• **Record extracts**
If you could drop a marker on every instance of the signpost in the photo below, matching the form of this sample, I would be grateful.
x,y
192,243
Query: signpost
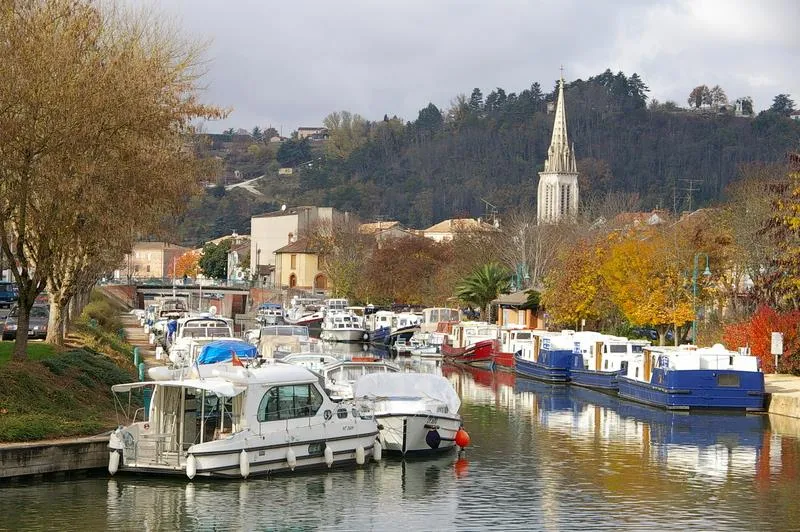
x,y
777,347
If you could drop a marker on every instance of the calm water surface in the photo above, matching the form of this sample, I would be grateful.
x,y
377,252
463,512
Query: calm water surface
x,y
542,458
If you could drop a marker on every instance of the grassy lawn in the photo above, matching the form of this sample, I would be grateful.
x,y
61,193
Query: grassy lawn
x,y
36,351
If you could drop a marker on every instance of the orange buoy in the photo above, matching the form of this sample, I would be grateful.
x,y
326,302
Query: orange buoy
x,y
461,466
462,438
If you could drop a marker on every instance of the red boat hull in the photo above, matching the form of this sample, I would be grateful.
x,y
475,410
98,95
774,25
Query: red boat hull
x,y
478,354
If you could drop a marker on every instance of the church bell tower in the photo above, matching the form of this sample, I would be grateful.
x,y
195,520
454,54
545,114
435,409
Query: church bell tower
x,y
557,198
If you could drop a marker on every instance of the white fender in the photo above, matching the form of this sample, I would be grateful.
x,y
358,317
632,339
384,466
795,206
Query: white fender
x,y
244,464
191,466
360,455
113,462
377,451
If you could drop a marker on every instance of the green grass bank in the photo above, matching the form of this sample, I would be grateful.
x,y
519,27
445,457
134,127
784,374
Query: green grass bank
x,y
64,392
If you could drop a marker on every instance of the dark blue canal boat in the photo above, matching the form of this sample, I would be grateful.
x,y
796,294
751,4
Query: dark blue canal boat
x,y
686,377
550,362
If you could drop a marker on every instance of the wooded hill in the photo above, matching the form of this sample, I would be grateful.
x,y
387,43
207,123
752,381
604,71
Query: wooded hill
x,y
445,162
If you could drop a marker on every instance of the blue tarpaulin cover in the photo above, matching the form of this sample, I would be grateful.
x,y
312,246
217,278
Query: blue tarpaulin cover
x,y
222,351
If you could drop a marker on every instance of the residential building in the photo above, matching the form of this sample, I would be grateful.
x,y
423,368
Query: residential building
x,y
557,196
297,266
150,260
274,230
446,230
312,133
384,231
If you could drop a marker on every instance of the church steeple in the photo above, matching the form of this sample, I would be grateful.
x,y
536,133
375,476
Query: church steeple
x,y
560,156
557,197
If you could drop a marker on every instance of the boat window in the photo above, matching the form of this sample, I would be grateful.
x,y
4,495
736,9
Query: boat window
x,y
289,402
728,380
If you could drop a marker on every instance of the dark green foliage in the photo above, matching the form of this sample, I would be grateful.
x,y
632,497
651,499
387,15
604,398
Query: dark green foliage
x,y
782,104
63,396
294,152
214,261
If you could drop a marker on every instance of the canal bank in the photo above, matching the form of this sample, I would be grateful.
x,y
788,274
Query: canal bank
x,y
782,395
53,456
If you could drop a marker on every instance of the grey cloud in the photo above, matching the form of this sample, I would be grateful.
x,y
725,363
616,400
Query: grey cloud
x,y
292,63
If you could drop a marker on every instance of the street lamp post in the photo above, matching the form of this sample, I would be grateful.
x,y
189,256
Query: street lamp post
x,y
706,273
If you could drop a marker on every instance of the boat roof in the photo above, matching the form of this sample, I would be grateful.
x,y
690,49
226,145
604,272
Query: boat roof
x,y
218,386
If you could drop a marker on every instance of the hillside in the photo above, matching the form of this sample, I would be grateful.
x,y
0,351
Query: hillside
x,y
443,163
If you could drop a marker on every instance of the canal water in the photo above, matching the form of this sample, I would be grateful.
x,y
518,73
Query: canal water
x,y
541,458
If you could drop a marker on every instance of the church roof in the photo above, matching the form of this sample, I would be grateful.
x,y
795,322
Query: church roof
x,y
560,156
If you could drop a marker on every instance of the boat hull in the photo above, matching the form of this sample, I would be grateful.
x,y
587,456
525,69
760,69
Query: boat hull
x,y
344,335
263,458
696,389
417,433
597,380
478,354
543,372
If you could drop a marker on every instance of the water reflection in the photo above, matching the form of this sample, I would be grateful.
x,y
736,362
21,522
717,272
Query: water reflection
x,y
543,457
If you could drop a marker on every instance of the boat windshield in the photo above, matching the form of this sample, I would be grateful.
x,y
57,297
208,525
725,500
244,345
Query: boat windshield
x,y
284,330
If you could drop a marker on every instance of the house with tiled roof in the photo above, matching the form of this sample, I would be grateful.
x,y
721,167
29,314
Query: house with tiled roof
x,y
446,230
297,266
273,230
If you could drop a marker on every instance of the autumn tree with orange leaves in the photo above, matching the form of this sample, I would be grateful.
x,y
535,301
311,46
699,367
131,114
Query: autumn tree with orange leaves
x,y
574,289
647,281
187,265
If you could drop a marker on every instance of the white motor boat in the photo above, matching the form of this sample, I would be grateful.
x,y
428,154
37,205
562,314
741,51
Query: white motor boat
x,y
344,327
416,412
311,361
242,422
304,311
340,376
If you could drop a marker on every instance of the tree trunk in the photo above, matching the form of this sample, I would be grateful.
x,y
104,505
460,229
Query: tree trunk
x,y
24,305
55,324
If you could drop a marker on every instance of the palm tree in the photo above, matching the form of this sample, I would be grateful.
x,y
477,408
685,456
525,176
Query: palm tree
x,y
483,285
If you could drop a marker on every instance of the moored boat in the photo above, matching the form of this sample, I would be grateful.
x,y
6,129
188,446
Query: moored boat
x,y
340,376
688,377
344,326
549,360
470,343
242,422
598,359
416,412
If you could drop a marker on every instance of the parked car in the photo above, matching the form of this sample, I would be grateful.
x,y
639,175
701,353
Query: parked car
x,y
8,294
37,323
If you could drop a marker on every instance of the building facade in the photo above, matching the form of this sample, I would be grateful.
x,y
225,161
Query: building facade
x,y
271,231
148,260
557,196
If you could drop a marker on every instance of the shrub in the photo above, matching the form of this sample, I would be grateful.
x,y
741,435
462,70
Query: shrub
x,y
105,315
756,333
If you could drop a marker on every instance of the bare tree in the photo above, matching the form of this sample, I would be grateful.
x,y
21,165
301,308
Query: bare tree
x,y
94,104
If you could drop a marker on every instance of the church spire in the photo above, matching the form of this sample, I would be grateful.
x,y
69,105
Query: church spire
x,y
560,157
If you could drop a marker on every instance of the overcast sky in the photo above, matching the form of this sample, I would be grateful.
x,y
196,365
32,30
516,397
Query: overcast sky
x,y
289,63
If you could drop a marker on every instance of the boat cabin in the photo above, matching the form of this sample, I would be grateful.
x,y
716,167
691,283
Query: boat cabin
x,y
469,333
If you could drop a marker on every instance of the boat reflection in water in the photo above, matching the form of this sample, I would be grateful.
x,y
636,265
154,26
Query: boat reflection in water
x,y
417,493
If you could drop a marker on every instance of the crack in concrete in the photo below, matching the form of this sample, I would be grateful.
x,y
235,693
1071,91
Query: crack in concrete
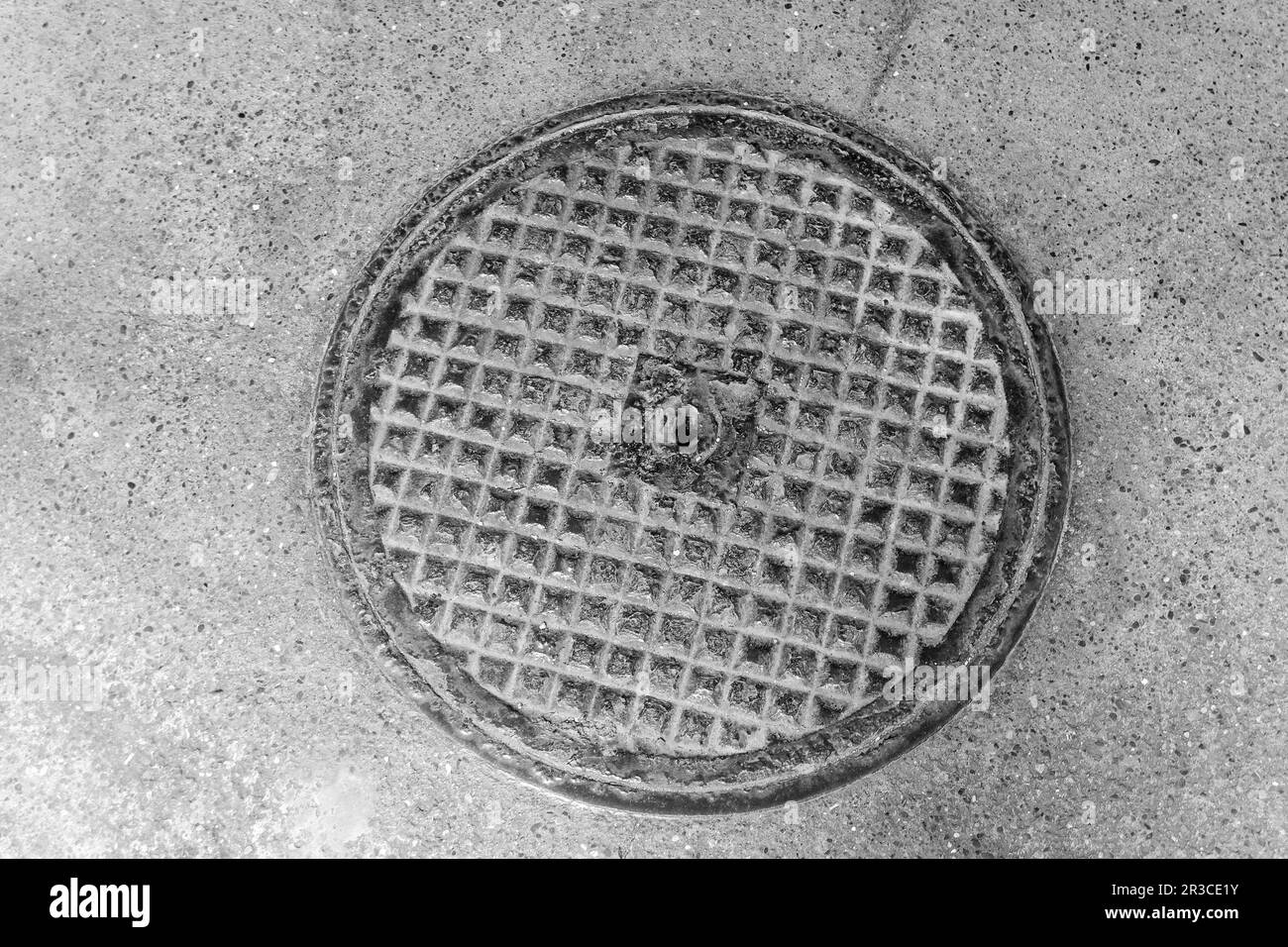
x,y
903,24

...

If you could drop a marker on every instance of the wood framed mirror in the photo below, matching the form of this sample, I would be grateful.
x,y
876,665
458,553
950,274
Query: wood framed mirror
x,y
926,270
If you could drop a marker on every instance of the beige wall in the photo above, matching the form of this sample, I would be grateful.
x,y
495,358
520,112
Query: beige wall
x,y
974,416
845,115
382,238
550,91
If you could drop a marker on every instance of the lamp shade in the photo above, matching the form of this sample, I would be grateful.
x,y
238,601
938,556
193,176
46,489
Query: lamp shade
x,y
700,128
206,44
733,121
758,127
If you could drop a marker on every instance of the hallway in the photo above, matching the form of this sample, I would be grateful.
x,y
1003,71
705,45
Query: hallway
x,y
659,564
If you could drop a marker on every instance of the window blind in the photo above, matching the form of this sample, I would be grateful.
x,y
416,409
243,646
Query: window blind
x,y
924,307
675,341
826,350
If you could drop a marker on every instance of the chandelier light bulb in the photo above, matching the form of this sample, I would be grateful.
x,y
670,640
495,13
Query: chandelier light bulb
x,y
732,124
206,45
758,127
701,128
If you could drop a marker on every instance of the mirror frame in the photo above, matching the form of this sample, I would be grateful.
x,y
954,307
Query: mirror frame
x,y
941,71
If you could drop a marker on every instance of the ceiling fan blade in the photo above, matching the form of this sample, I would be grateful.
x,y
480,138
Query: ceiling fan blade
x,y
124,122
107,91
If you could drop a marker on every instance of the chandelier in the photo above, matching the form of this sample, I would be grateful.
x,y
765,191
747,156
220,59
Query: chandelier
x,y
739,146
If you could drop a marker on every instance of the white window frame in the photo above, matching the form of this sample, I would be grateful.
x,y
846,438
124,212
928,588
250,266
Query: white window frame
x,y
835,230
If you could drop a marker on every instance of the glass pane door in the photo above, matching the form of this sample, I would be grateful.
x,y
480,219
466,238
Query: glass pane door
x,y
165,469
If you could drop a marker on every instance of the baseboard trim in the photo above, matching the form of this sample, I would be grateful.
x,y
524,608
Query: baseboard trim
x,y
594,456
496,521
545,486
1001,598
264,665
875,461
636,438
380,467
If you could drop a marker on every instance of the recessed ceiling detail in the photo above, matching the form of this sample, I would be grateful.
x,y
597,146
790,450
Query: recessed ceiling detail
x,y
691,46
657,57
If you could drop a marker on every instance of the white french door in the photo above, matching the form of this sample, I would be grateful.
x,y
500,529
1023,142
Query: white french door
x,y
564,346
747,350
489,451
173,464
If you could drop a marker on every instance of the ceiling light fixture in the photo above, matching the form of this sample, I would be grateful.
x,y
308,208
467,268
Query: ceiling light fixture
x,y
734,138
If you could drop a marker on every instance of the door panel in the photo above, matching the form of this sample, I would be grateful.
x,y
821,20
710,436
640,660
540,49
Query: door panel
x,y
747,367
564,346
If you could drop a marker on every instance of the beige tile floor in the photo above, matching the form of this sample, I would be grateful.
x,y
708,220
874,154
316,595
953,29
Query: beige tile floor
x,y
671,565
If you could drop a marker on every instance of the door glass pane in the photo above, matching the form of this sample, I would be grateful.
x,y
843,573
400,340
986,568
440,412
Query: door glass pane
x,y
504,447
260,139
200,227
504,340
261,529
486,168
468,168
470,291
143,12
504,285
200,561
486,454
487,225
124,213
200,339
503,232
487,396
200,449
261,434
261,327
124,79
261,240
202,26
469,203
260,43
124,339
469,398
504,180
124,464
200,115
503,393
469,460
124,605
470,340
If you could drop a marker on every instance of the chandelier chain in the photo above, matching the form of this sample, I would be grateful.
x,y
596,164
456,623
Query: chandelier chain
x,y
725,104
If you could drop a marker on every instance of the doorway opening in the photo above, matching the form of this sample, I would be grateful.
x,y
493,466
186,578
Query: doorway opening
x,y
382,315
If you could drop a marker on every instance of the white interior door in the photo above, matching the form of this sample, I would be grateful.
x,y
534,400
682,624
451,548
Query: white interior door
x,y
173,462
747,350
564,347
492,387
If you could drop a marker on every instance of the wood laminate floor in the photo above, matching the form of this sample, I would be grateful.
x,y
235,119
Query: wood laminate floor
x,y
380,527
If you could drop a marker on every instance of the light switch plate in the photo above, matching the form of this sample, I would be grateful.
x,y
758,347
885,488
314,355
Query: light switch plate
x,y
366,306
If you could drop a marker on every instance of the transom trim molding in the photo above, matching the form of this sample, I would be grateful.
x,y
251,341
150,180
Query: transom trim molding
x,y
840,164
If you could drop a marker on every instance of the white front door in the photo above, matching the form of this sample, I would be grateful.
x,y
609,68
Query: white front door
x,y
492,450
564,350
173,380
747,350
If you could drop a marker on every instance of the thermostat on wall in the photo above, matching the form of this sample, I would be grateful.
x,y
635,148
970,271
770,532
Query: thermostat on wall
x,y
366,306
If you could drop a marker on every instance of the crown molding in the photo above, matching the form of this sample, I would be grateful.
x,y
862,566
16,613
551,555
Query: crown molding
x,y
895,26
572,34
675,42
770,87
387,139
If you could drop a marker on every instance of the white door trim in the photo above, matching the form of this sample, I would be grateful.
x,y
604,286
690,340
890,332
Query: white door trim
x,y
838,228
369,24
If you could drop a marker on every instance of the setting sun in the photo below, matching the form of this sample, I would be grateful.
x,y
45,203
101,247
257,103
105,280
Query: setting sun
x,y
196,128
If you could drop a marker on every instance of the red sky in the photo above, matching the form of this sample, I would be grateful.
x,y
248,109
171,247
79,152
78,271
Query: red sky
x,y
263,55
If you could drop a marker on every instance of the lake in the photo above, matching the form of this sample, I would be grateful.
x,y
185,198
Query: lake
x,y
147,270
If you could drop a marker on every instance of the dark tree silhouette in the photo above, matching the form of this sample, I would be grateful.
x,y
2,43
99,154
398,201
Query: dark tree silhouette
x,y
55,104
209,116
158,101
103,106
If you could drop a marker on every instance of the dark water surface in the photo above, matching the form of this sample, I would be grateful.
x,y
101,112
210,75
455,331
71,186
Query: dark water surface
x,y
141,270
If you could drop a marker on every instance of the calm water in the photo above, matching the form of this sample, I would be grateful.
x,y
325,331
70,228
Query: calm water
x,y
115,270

...

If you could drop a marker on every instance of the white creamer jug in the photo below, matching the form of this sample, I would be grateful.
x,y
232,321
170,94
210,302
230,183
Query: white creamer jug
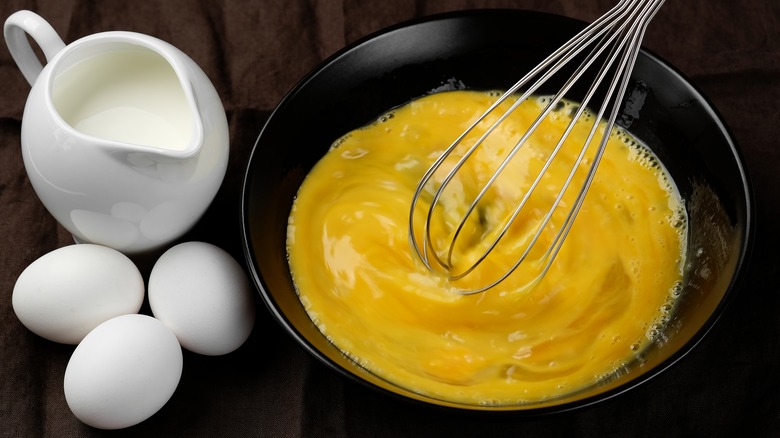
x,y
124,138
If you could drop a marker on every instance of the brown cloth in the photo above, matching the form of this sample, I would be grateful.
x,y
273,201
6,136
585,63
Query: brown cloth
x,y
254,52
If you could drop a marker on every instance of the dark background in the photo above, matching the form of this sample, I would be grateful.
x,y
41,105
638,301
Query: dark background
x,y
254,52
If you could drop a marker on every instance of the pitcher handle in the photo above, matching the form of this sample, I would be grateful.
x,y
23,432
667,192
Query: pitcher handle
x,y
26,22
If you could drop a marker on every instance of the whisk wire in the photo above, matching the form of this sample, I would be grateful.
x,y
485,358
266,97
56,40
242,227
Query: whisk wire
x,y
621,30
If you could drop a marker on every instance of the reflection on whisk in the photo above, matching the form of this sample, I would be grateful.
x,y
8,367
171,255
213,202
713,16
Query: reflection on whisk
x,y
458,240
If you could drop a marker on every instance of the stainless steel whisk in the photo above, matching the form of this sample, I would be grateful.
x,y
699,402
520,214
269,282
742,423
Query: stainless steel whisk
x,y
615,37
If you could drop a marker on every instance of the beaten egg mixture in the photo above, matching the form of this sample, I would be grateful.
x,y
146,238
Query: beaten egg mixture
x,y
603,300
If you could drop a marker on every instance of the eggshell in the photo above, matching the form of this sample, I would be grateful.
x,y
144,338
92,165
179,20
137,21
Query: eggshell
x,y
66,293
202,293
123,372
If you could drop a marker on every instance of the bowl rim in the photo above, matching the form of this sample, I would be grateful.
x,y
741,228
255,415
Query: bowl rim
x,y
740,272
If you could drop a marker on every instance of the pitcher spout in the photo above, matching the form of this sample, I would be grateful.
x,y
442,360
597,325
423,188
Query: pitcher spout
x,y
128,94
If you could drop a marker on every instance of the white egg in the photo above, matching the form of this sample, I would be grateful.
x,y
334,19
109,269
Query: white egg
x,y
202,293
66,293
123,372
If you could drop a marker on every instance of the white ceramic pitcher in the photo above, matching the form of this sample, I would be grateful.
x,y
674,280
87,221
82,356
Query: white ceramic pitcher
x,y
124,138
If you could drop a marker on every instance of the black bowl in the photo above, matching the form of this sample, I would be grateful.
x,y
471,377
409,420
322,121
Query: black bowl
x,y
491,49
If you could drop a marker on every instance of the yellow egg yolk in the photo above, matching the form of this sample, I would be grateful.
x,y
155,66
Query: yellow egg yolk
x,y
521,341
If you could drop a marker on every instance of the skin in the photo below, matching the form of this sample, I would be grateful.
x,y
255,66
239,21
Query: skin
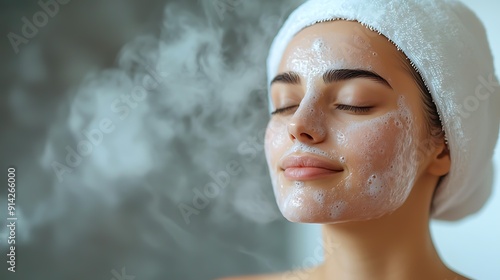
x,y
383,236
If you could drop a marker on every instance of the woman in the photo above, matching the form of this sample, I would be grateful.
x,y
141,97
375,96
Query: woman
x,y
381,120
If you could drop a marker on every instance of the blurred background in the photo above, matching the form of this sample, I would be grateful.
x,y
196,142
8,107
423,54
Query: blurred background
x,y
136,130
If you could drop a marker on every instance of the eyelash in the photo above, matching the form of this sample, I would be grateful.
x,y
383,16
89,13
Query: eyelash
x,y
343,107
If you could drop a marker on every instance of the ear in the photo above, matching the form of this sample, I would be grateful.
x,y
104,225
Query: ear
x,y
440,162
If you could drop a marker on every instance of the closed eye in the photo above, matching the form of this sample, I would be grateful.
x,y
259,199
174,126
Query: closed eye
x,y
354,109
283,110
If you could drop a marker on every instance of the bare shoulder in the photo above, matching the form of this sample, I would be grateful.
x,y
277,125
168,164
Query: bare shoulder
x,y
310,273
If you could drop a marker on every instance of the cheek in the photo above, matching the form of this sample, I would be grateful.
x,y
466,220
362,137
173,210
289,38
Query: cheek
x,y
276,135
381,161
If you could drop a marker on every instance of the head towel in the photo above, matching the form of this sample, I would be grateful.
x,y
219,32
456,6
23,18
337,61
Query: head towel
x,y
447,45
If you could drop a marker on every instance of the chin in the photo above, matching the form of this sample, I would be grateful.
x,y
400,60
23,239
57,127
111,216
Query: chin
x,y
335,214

• **Action item**
Which lines contain "below"? Copy each of them from the listing.

• **Response to the exercise**
If you could drop a marker on every instance of the signpost in the photo below, matching the form of this sample, I would be grateful.
If you could drop a marker on every instance of the crack in concrete in the photo below, matching the form of this sample, I would be grateful.
If you could drop a marker on every instance of the wood framed mirror in the photo below, matching the form of this sample, I would be grateful.
If you could drop a marker on every instance of the setting sun in the photo below, matching the form of this sample, I would be grateful.
If you could drop a marker on every instance of the white creamer jug in the photo below, matching the form of this sample, I would be grateful.
If you could drop a marker on every instance of the skin in the photo below, matching the form of this sample, I would be grateful.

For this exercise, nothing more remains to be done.